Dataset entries
== Segment start ==

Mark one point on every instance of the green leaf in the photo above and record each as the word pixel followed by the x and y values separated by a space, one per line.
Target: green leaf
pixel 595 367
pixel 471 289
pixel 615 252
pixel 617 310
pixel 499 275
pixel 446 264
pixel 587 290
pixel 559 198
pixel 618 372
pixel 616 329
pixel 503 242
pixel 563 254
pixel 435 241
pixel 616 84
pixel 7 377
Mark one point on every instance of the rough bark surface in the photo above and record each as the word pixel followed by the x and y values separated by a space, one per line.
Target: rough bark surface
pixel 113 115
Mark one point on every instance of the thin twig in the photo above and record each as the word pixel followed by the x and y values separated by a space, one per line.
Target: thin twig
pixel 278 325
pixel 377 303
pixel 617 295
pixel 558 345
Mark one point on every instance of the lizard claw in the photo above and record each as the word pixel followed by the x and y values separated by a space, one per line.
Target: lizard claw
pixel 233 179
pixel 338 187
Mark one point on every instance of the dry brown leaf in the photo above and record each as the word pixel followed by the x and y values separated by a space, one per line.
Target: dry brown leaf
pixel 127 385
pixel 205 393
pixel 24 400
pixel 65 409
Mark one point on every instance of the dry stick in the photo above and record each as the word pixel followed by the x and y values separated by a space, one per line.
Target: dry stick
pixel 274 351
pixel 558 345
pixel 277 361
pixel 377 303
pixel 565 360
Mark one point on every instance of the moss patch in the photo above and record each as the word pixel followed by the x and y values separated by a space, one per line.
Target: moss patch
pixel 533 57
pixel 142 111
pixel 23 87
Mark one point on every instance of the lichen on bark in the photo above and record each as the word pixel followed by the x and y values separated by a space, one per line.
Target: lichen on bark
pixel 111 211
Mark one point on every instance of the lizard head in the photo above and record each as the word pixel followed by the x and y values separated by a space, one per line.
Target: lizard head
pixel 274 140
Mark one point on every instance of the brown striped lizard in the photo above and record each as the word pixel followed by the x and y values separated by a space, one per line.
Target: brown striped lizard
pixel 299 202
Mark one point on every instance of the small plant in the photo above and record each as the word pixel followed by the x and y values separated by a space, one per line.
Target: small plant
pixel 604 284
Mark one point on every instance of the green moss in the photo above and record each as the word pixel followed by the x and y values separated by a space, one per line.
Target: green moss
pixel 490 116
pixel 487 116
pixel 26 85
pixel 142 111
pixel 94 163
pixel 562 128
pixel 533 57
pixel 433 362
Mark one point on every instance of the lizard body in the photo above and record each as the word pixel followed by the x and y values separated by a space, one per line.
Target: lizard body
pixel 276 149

== Segment end ==

Problem to work on
Please give back the entries above, unchanged and complete.

Written response
Mark one point on every instance of the green leaf in the photo above and record each as the word pixel followed by the x and y values separated by a space, one per line.
Target: green leaf
pixel 595 367
pixel 471 289
pixel 615 252
pixel 617 310
pixel 499 275
pixel 446 264
pixel 587 290
pixel 559 198
pixel 618 372
pixel 616 329
pixel 503 242
pixel 563 254
pixel 435 241
pixel 616 84
pixel 7 377
Mark one point on every instance of the rough bark surface in the photo above and record each as the word pixel followed by the x and y values separated by a space, one per line.
Target: rough bark surface
pixel 113 115
Mark one point on every instance of the thin twig in the photo above and record each as the word pixel followed by the x and y values separated by a space, one per line.
Target: thin twig
pixel 278 325
pixel 377 303
pixel 617 295
pixel 558 345
Mark one point on every instance of the lizard claw in the photo above and record each as the word pixel followed by the x and y values separated by a space, one per line.
Target: lizard claw
pixel 233 179
pixel 338 187
Mark one point on every instance of the dry brown leaf in the photo above and record each as the word pixel followed by the x and y values separated by a space, one per line.
Target: dry brown leaf
pixel 127 385
pixel 205 393
pixel 24 400
pixel 65 409
Mark one point on every instance of the dry stick in the photo above and record each as the word pixel followed by the x and y values separated by a space, one per line.
Target: dry stick
pixel 274 351
pixel 558 345
pixel 277 361
pixel 377 303
pixel 565 360
Mark one point on every instance of the moss patch in the photo above and record each as the word pixel followed by the x and y values separated by a space, one per line.
Target: moss patch
pixel 533 57
pixel 142 111
pixel 23 87
Mark one point on every instance of the lichen on bark in the photo above and record each as the word pixel followed by the x and y values separated by a space, one per line.
Target: lichen on bark
pixel 111 211
Mark one point on every instance of the lizard head in the photo above and record each as the word pixel followed by the x and y values separated by a space, one per line.
Target: lizard head
pixel 274 140
Mark one point on every instance of the brown striped lizard in the photo above and record each as the word pixel followed by the x and y values separated by a space, one per line.
Target: brown striped lizard
pixel 299 202
Mark one point on every instance of the small plant in the photo above and record each as the word pixel followed by the x and y values separated by a space, one per line.
Target: small plant
pixel 604 284
Mark one point on every instance of the green moss in the photo above and record each as the word pixel followed by the x and y values separated by a space, one per line.
Target: green moss
pixel 490 116
pixel 487 116
pixel 26 85
pixel 142 111
pixel 94 163
pixel 562 128
pixel 533 57
pixel 433 362
Mark one point on every instance of the lizard body in the photo above and record each as the word pixel followed by the x and y values separated by a space, one per line.
Target: lizard body
pixel 276 149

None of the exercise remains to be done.